According to von Mises, bureaucracy is necessarily inefficient, since it’s the system that’s used for management when there’s no market value for the services produced. Since nonprofits and government agencies can always spend more trying to deliver better service, their spending must be checked by rules and people who can say no—that is, a bureaucracy.6 Even in market-serving, profit-seeking corporations, areas like compliance, risk management, human resources, and administration don’t directly touch customers. Only bureaucratic controls can determine how much compliance and risk management and workplace snacks should be produced.

2: Its Goals Are Displaced

Even if the rules and hierarchy are set up to further the goals of the organization, over time, the aims become less important; all that remains is adherence to rules and process. There is, as Merton says, a displacement of goals to the rules themselves rather than to their desired outcomes.7 Rules are fetishized; they “become symbolic in cast, rather than strictly utilitarian.”8

Over time, goal displacement becomes more severe as new hires are trained in the rules rather than in their purpose. And since officials are admired for their knowledge of the rules’ subtleties and their ability to recall the rules’ minutia, enforcement of the rules becomes entwined with an official’s self-worth. In our government environment, employees take immense pride in knowing the details of the elephantine six-thousand-page FAR—more pride, it often seems, than in how fairly they managed procurements themselves.

....................

## AIM 1
In the passage on bureaucracy, how long is the FAR said to be?
The passage on bureaucracy has no connection to the listing that follows it.

....................

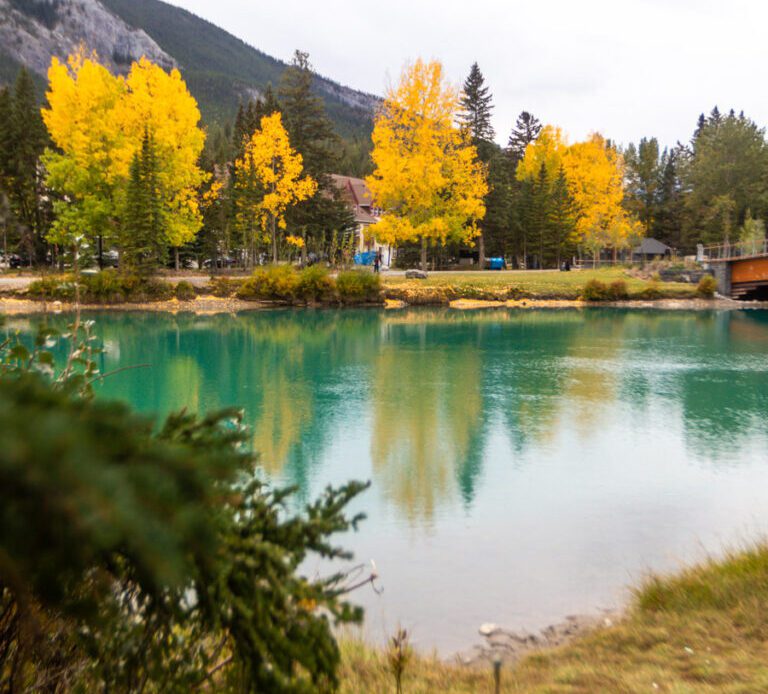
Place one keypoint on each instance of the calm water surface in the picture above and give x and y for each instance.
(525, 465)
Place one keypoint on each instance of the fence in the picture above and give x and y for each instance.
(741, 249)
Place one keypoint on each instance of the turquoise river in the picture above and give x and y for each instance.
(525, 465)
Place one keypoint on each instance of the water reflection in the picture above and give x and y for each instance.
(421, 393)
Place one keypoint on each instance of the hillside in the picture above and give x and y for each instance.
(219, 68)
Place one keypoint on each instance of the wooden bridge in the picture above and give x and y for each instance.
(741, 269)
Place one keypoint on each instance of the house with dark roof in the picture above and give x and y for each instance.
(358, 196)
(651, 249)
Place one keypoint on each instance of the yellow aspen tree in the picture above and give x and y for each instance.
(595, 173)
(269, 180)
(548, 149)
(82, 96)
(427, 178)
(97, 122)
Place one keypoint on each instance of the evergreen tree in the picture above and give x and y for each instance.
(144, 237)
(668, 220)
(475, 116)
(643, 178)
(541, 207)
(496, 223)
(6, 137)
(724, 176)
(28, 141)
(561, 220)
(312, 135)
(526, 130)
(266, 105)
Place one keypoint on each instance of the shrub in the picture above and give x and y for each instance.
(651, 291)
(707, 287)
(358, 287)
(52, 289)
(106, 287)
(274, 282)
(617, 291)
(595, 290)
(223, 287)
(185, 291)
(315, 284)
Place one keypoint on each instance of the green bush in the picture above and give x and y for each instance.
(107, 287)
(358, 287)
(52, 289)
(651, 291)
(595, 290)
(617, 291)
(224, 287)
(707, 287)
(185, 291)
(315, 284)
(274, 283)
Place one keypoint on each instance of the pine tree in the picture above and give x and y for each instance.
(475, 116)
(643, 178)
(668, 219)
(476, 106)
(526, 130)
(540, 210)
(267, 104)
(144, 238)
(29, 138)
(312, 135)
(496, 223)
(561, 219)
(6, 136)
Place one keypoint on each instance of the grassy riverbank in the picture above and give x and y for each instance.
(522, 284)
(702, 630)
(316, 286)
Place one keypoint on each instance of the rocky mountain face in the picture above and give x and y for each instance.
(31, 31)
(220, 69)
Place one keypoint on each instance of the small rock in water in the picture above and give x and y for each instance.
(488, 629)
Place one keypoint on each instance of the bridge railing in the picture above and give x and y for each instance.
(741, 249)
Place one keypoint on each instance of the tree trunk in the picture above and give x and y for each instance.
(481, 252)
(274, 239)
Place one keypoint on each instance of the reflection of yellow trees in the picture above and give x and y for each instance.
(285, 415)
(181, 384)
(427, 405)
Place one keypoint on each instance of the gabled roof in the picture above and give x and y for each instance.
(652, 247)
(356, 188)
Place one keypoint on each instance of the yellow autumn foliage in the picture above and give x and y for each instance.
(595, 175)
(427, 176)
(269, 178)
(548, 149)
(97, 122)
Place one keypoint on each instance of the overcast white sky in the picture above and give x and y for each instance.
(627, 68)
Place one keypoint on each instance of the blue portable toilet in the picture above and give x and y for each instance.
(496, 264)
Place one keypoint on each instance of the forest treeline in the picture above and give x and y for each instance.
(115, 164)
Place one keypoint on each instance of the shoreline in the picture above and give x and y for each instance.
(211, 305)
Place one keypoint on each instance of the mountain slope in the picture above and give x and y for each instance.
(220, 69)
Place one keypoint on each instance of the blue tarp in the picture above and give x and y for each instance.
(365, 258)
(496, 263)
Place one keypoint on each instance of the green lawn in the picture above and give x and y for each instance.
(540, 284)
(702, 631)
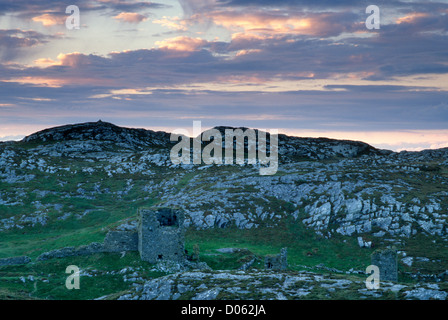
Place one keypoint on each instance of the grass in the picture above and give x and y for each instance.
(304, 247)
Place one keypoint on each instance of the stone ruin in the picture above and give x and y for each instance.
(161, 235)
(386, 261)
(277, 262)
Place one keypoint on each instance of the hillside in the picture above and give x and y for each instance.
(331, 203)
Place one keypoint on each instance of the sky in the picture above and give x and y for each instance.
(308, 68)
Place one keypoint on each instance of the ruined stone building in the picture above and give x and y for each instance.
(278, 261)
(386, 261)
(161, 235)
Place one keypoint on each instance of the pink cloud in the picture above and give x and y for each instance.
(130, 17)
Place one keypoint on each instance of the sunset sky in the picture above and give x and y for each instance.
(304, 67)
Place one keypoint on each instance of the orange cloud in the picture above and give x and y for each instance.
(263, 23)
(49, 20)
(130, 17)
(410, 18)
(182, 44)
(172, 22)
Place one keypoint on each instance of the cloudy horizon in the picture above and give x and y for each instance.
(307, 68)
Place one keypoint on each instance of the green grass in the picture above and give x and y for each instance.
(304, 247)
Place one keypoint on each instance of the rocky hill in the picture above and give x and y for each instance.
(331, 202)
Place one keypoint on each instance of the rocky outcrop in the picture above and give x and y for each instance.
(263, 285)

....................

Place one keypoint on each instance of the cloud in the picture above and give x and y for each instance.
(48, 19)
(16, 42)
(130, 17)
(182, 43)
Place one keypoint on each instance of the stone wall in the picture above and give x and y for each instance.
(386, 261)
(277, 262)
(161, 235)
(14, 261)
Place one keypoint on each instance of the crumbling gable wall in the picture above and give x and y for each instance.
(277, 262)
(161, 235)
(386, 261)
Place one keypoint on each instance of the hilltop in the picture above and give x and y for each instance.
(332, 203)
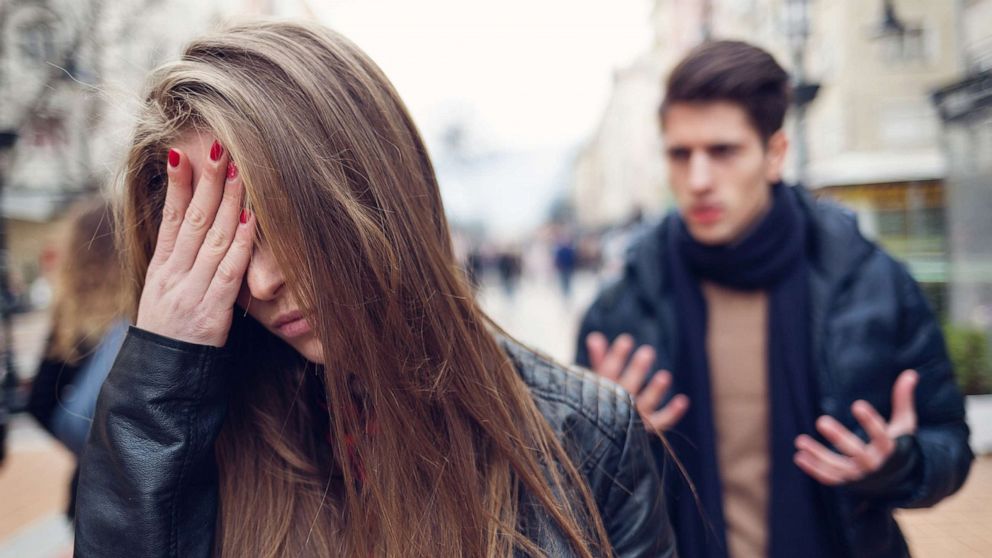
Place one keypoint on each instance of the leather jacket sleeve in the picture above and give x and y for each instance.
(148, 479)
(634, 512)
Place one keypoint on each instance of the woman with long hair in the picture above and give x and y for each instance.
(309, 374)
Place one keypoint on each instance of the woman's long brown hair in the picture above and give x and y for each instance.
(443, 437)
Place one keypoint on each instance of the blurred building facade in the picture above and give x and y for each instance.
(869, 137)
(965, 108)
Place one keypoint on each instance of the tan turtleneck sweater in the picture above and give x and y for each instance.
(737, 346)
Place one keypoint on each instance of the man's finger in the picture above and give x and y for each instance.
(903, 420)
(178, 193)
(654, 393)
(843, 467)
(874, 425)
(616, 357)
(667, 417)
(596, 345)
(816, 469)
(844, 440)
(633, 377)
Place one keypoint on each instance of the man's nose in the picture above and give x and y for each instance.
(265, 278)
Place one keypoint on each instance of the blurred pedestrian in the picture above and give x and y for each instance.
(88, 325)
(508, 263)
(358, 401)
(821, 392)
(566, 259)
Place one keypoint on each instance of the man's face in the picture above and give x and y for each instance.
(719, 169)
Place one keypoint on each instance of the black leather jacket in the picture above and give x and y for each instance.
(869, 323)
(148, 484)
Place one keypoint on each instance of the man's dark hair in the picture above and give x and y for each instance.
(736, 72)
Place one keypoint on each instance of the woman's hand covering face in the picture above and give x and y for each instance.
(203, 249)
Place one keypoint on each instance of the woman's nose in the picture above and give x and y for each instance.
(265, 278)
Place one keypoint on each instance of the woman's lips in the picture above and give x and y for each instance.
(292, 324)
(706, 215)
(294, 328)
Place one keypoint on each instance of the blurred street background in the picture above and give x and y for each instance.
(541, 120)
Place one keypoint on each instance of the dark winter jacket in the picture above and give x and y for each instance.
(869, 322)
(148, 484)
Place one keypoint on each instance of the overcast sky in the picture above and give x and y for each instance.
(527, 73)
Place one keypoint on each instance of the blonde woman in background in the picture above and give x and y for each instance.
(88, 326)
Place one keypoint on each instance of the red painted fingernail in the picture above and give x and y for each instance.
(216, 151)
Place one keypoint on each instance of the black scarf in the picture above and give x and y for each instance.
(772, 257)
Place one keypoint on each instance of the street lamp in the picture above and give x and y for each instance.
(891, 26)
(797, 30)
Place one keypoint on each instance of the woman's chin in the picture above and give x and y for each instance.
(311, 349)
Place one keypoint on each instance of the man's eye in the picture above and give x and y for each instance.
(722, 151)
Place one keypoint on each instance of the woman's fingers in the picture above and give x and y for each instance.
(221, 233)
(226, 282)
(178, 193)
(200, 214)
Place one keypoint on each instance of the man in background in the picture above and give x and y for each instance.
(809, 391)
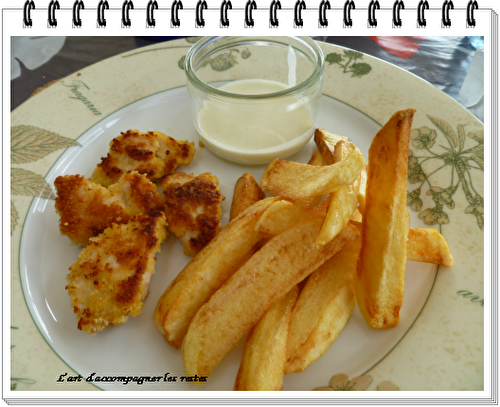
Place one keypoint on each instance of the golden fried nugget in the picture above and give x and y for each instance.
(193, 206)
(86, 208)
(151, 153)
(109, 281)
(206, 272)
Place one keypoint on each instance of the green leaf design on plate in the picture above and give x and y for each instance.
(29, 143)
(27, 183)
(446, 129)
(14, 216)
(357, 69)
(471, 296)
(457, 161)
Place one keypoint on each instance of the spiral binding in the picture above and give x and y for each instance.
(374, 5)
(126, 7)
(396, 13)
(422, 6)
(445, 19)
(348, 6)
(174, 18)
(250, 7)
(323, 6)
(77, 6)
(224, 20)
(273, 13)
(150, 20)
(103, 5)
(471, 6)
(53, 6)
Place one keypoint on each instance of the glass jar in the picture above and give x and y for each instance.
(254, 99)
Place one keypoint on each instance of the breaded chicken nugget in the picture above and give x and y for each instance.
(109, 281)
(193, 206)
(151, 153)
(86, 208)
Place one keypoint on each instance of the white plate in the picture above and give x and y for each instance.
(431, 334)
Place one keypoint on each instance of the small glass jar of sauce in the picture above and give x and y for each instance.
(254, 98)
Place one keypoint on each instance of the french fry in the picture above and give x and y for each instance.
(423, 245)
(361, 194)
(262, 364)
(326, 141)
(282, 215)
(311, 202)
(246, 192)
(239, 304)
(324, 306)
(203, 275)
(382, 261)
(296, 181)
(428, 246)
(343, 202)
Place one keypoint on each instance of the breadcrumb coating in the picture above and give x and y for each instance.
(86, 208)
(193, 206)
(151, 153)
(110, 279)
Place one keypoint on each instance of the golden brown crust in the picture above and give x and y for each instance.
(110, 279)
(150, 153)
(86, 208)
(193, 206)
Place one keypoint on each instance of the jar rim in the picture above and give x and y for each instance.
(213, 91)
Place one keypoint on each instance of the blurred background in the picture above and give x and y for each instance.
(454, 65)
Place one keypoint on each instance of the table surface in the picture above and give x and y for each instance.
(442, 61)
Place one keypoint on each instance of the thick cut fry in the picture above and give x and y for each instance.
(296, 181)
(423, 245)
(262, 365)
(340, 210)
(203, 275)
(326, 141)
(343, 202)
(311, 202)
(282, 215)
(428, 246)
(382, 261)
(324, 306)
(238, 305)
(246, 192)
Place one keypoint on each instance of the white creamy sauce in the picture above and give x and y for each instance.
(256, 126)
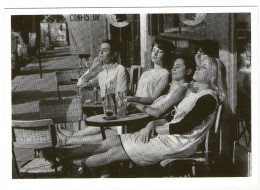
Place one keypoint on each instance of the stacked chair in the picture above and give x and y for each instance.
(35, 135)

....................

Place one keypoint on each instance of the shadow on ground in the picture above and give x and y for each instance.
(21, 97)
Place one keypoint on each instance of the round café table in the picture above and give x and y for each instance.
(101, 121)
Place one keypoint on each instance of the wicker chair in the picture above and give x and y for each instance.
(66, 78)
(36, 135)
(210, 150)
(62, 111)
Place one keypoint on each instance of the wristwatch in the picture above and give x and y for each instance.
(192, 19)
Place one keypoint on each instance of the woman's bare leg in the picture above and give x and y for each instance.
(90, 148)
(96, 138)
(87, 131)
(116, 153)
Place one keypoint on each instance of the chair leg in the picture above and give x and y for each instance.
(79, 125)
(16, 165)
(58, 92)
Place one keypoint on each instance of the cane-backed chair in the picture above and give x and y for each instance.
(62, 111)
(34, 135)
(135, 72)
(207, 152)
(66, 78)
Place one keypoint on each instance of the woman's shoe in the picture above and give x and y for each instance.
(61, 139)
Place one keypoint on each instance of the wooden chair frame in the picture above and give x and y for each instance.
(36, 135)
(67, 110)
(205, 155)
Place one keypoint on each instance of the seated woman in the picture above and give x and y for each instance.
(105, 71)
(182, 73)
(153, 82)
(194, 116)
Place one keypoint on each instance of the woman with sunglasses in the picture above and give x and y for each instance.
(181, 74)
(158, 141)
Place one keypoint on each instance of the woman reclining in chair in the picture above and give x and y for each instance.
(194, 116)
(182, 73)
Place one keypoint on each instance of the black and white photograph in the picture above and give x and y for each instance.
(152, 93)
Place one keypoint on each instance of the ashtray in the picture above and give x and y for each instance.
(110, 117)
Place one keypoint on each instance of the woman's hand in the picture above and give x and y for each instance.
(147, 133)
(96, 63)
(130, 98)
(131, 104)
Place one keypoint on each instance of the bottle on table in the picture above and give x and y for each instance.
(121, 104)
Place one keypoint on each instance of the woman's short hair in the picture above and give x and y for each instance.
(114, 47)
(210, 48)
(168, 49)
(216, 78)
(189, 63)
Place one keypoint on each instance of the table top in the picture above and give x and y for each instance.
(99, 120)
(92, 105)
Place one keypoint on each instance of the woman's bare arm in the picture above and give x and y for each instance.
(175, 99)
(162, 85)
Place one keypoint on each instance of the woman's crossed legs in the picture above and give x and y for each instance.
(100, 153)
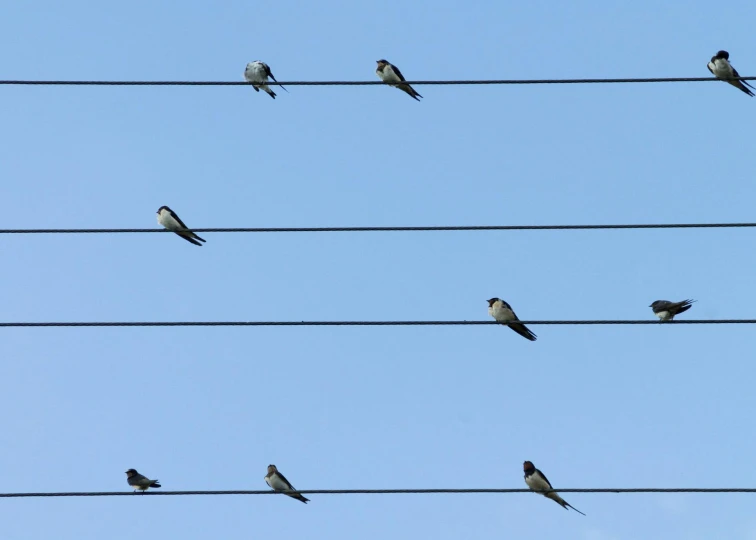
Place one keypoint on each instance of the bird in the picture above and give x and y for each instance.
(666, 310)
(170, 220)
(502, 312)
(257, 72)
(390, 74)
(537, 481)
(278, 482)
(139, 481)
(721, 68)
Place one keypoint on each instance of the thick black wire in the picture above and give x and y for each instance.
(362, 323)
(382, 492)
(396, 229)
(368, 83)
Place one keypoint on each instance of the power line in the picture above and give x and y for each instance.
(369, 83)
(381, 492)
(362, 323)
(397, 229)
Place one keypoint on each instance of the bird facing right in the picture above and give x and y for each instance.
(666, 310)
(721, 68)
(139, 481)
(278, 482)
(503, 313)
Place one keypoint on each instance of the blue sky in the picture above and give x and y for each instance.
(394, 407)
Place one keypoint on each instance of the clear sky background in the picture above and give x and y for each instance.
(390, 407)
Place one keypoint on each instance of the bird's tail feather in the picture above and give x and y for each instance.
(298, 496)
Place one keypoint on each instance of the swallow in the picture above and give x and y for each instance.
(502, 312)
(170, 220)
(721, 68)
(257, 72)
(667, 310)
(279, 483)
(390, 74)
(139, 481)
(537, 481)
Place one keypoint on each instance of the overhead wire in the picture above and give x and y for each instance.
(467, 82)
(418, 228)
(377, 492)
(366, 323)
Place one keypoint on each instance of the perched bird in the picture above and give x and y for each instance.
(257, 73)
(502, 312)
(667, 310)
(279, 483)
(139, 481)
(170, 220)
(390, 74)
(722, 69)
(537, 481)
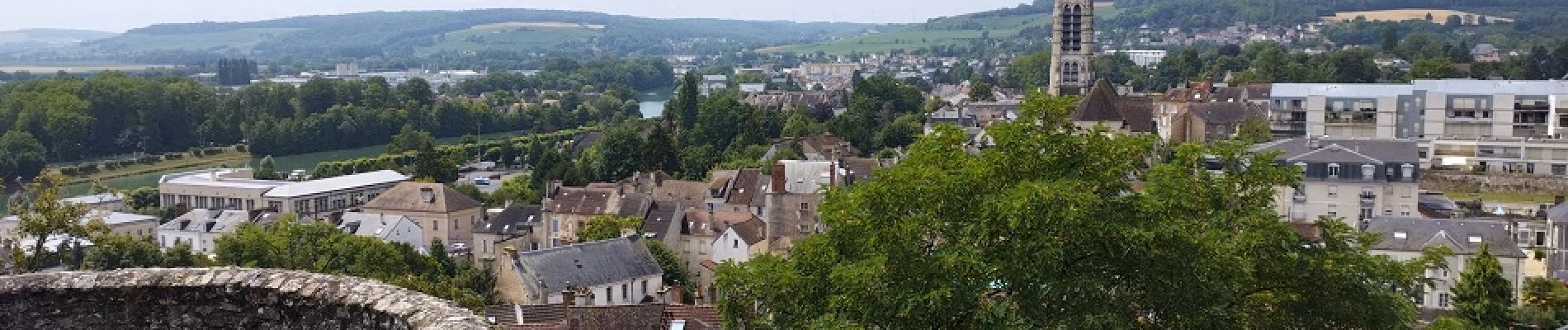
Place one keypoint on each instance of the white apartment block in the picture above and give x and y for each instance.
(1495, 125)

....................

## AIM 2
Rewrite only the part of the listing that opens with the line containing "Place one keypoint on each instance of the clear" and closes with the line containing "(1495, 125)". Keep the requests, add 48 to every x and y coordinate in the answers, and leave the pictures out.

## FINAL ANSWER 1
Six thousand pages.

## FINAL ANSWER 2
Place one keypoint on each instance of the clear sky background in the picture above and give x and y for each instance.
(438, 455)
Place one keypoint on each instance of the bird's tail feather in the picture above and give x and y for each instance.
(346, 544)
Place one keypoint on each instance of the swallow in the picture above and give x and y for each instance.
(550, 360)
(218, 268)
(769, 116)
(305, 120)
(715, 358)
(327, 531)
(438, 122)
(187, 529)
(585, 529)
Place one keypoint on each instance of the overhead wire in the picture above and give x and y for each instance.
(515, 130)
(466, 276)
(425, 540)
(414, 371)
Place one keypoint on each instance of the perched bird in the picture above and give x and y for each instance.
(305, 121)
(550, 360)
(715, 358)
(327, 531)
(187, 529)
(218, 268)
(438, 122)
(770, 117)
(585, 529)
Place one keypoint on each instance of the white apartment block in the picture above and give x and y for each instance.
(1543, 173)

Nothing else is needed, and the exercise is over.